- **The problem**
Repeat each line of the material exactly.

- **Data entries**
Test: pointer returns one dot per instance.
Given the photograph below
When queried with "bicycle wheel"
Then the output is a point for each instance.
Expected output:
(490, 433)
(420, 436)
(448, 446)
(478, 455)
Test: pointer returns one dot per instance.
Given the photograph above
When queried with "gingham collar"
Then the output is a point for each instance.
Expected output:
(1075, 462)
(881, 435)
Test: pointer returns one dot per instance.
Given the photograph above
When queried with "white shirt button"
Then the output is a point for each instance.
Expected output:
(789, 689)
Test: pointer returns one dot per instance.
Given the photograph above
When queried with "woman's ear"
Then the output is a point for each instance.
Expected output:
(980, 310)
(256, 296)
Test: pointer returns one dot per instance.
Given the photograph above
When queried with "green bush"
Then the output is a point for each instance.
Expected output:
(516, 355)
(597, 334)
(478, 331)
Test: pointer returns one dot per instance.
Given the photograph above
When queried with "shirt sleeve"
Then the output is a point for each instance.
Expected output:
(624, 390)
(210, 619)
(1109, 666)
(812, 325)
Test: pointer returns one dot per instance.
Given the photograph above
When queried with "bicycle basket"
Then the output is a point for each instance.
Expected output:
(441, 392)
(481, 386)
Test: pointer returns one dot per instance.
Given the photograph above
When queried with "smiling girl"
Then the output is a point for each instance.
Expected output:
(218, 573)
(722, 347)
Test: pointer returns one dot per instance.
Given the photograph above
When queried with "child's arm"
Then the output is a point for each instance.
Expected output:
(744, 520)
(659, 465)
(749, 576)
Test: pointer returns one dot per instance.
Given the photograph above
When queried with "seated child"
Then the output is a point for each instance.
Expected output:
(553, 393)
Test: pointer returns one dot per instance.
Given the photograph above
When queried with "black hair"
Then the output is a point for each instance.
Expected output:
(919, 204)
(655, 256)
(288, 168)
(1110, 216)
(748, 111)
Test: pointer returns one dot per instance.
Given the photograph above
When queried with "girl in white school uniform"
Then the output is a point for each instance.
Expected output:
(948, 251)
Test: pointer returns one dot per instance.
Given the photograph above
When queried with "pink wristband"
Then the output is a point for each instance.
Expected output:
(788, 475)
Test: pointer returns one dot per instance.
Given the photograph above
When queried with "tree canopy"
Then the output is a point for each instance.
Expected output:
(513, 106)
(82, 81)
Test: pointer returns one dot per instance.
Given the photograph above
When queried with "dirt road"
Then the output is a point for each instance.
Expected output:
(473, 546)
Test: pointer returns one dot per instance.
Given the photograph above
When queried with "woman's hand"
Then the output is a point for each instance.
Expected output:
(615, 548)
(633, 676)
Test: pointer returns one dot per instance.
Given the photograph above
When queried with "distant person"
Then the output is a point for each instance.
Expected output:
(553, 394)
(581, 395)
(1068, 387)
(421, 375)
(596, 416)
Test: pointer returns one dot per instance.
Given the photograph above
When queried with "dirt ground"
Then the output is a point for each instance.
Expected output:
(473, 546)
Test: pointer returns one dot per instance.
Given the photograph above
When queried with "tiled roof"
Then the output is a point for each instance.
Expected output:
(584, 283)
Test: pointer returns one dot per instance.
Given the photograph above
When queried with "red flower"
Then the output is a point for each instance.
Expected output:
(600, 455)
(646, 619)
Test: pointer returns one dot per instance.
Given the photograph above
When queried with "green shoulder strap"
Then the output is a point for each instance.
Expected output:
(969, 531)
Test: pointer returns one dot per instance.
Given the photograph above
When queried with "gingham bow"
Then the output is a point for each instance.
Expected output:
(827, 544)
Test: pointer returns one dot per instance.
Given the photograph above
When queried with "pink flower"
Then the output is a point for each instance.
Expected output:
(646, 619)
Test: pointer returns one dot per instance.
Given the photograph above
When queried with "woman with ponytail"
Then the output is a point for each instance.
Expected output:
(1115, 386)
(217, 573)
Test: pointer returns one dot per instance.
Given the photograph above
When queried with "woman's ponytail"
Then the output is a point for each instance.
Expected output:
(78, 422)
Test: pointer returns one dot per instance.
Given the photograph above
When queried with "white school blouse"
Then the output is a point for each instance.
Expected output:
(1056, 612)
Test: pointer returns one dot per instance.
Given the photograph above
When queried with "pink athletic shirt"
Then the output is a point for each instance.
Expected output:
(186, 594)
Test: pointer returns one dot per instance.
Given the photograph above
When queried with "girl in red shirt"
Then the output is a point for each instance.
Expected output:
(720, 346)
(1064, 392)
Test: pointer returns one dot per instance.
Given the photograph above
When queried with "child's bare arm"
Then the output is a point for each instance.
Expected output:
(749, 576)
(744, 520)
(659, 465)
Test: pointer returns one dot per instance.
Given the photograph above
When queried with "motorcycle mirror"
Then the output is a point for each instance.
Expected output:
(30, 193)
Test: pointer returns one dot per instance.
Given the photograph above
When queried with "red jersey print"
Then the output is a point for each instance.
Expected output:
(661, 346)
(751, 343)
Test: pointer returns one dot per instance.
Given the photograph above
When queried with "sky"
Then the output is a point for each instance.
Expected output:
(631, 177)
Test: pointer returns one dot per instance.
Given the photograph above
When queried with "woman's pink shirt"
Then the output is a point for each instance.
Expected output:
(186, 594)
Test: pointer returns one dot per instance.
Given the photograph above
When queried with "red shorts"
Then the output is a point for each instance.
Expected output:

- **Solution to this exercise**
Test: pointer returns one dot per instance.
Given the photograph below
When queried with "bicycle wheel"
Then the output is a point for each instance.
Expected output:
(490, 433)
(420, 436)
(448, 446)
(478, 455)
Test: pointer returns one dot per instance.
Given the photograph above
When queried with "gingham collar"
Then the output is a point for each instance.
Expected output:
(1075, 462)
(881, 435)
Test: pointer returns one dot per instance.
Given the photograph above
When queried with "white shirt button"
Then the output is a point for each instance.
Expected output:
(789, 689)
Test: pointer returns one dot per instance.
Given the photograph above
When queried with "woman's ear"
Then the output is a point for each instance.
Expected output:
(980, 310)
(256, 296)
Test: pointer returns one dot per instance.
Given the photograph above
When queried with "green bush"
Then the output is a point for each instance.
Expected output:
(516, 355)
(597, 334)
(478, 331)
Test: pointer returns one dot per instance.
Given the photograph above
When queried with "shirt sleeve"
Then the output is a point for each instance.
Expected output:
(624, 390)
(210, 619)
(1109, 666)
(812, 325)
Test: pointer returns one dot per instance.
Given the photograph above
When queried with "bicycle basket"
Then the output is a point for each instance.
Expected output:
(441, 392)
(481, 386)
Test: pointer returns one dot per instance.
Given the photograph above
When queried with "smiling girl"
Then the output is a point for each instance.
Expected output:
(218, 573)
(722, 347)
Test: pointer returns one dot per instance.
Given the photograph above
When queried with "child's arm"
Then the output is a point for each instance.
Expected output:
(744, 520)
(659, 465)
(749, 576)
Test: pointer returns one dot per instance.
Given the photograph above
When queried with "seated child"
Then the output is a point for each instance.
Expected output:
(553, 393)
Test: pointer returns one dot per instance.
Given the photograph above
When queried with "black hair"
Then the output is a point for each instance.
Expected output:
(919, 204)
(655, 256)
(288, 168)
(1110, 216)
(748, 111)
Test: pointer returns one dot per instance.
Given the photograph above
When queried with "girl in white school uniform"
Then the output is a point for each instance.
Expected output:
(948, 251)
Test: pointer returns one dot per instance.
Given the photograph above
When queried with "pink wristband"
Then the output is a point for each instance.
Expected output:
(788, 475)
Test: pointer returns one dot per instance.
Given the photograph above
When queried with "tree canopy"
Then the output is a point for each instance.
Expected output:
(513, 106)
(82, 81)
Test: pointer returns one dot per instance.
Given the photograph above
When queried with "dirt road"
Then the output is a point for each instance.
Expected output:
(473, 546)
Test: pointer returns one dot per instance.
Given the photograph above
When queried with "woman's hand"
Then the output is a point for each instance.
Expected output:
(615, 548)
(633, 676)
Test: pointer returns one dot per instance.
Given the photograph above
When queried with "distant person"
Then the output is a point for each instance.
Expected output:
(553, 394)
(581, 395)
(1068, 387)
(421, 375)
(596, 416)
Test: pointer returns one dot per instance.
Given the photograph above
When queried with "dirt ground"
Then the output is a point for each instance.
Expected output:
(473, 546)
Test: pointer returns one dot per instance.
Given the photograph above
When queried with "tiled roof"
Then the output is a point for each instance.
Expected output:
(584, 283)
Test: pointer returns one dot per instance.
Given the photograph above
When queried with "red flower"
Then the output is a point for each instance.
Expected output:
(600, 455)
(646, 619)
Test: pointer returns one dot per instance.
Given the photograph above
When queried with "green shoulder strap"
Then the output is a point for each instance.
Expected output:
(969, 531)
Test: pointer returns one dot per instance.
Given the photograph above
When queried with "gingham bow"
Then the output is a point for each instance.
Expected output:
(827, 544)
Test: pointer returns one dot per instance.
Given the photograph above
When queried with "pink flower"
Then the output is a point for each instance.
Expected output:
(646, 619)
Test: pointer returns one dot per instance.
Given the photograph above
When queried with "woman with ponytail"
Then the output is a point for each instance.
Expected output:
(1115, 386)
(217, 573)
Test: pointer returns one dot per instance.
Given the photograph above
When queried with "woman's ponytail"
Then the output is a point for each instance.
Expected output:
(78, 422)
Test: pointer returns one dot per instance.
Given the photograph above
When queried with "white school blouse"
Then the output is a point for each instance.
Expected output:
(1056, 612)
Test: pointer returns one dot per instance.
Given the photograph above
When queried with "pink athletic shirt"
Then the output is a point for each instance.
Expected output:
(186, 594)
Test: pointer returns one dot per instance.
Given the photograph above
When queried with "girl in red shirt"
Then the output is a point for each instance.
Expected output:
(720, 346)
(1064, 392)
Test: pointer returns one dot per instance.
Given the photograph above
When queried with "child's bare arm"
Then the output is a point for each instance.
Expected output:
(749, 576)
(744, 520)
(659, 465)
Test: pointer returns one dot per instance.
Given the photograph above
When queried with "motorcycle mirror"
Then the output is a point for each instance.
Expected output:
(30, 193)
Test: pointer returns one dot per instance.
Given the photograph above
When queried with "red jersey print"
Then the output is a point for each instance.
Expected output:
(661, 346)
(751, 343)
Test: pointer returns one dot per instance.
Given the photograph above
When queried with "sky"
Then the output is a point for each instance.
Expected output:
(631, 177)
Test: pointer returns one dot per instance.
Given the photograph above
When queried with "woman's pink shirt"
Then the output is a point for each instance.
Expected output:
(186, 594)
Test: pointer returns one dot per instance.
Given the photograph above
When queried with "red shorts"
Then the output is a point for each instance.
Expected output:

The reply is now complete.